> Data entries

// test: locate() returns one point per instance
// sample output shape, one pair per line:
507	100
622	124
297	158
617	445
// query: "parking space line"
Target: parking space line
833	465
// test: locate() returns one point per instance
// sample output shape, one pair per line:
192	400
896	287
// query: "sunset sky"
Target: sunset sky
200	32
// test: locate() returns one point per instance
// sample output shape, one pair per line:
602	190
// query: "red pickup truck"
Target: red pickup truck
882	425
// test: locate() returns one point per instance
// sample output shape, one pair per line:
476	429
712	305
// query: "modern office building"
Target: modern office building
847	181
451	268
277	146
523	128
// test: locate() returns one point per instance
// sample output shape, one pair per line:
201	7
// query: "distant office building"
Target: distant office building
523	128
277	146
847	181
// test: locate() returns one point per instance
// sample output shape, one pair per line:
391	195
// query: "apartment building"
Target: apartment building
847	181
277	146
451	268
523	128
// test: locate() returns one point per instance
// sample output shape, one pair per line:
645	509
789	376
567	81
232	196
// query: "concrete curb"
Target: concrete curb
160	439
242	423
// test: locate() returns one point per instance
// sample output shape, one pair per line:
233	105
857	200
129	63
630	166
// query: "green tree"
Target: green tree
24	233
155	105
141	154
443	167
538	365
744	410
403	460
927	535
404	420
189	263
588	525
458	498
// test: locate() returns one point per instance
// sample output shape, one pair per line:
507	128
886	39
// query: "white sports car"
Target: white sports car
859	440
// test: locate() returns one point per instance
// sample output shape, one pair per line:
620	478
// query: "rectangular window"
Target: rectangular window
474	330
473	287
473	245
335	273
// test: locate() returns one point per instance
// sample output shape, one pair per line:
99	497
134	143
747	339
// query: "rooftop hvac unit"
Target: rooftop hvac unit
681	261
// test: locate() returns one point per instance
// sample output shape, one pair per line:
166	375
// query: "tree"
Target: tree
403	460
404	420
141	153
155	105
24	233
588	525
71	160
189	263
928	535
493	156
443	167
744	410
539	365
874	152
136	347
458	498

> Task goal
From the records above, please extract every line and repeat it exactly.

> Written reply
// test: locate() returns one point per instance
// sample output shape, one pair per line:
507	100
622	124
297	158
617	445
// query: "parking space line"
Target: parking space line
833	465
// test: locate() returns one point per instance
// sample output shape, one pair per line:
192	400
896	287
// query: "sunset sky"
Target: sunset sky
200	32
// test: locate() returns one point per instance
// sample output shape, one pair per line:
602	190
// query: "red pickup truck"
Target: red pickup truck
882	425
// test: locate() returns one point per instance
// sample output shape, one pair per line:
476	429
712	305
// query: "modern office building"
Target: modern office building
847	181
451	268
277	146
523	128
// test: locate() returns one point per instance
// sample output shape, one pair per line:
201	7
// query: "distant office building"
Target: distant office building
523	128
277	146
847	181
// test: locate() returns one point per instance
// sample output shape, one pair per line:
391	195
// query: "apartment building"
Target: apartment building
847	181
277	146
451	268
523	128
// test: locate() returns one point per instance
// sample output shape, one pair per line:
645	509
789	376
567	81
232	196
// query: "concrete curb"
Target: concrete curb
160	439
242	423
// test: locate() returns one point per instance
// sample output shape, one pair per line:
233	105
857	200
129	63
630	166
// query: "green tree"
Target: green tree
24	233
155	105
141	154
443	167
538	365
744	410
403	460
927	535
404	420
189	263
588	525
458	498
// test: locate() returns one point per instance
// sample output shape, one pair per line:
507	128
886	39
// query: "white sports car"
Target: white sports car
859	440
// test: locate() returns one point per instance
// sample output shape, one pair per line:
620	478
// query: "rectangular window"
Target: rectangular window
474	330
473	287
473	245
335	273
// test: locate() returns one point per instance
// sample output shape, one pair per line:
99	497
134	143
747	339
// query: "rooftop hvac unit"
Target: rooftop hvac unit
681	261
// test: locate() returns one point per instance
// sample output shape, one pair per line:
166	375
// query: "tree"
Target: tree
403	460
404	420
141	153
155	105
24	233
588	525
71	160
189	263
928	535
493	156
443	167
744	410
539	365
874	152
136	347
458	498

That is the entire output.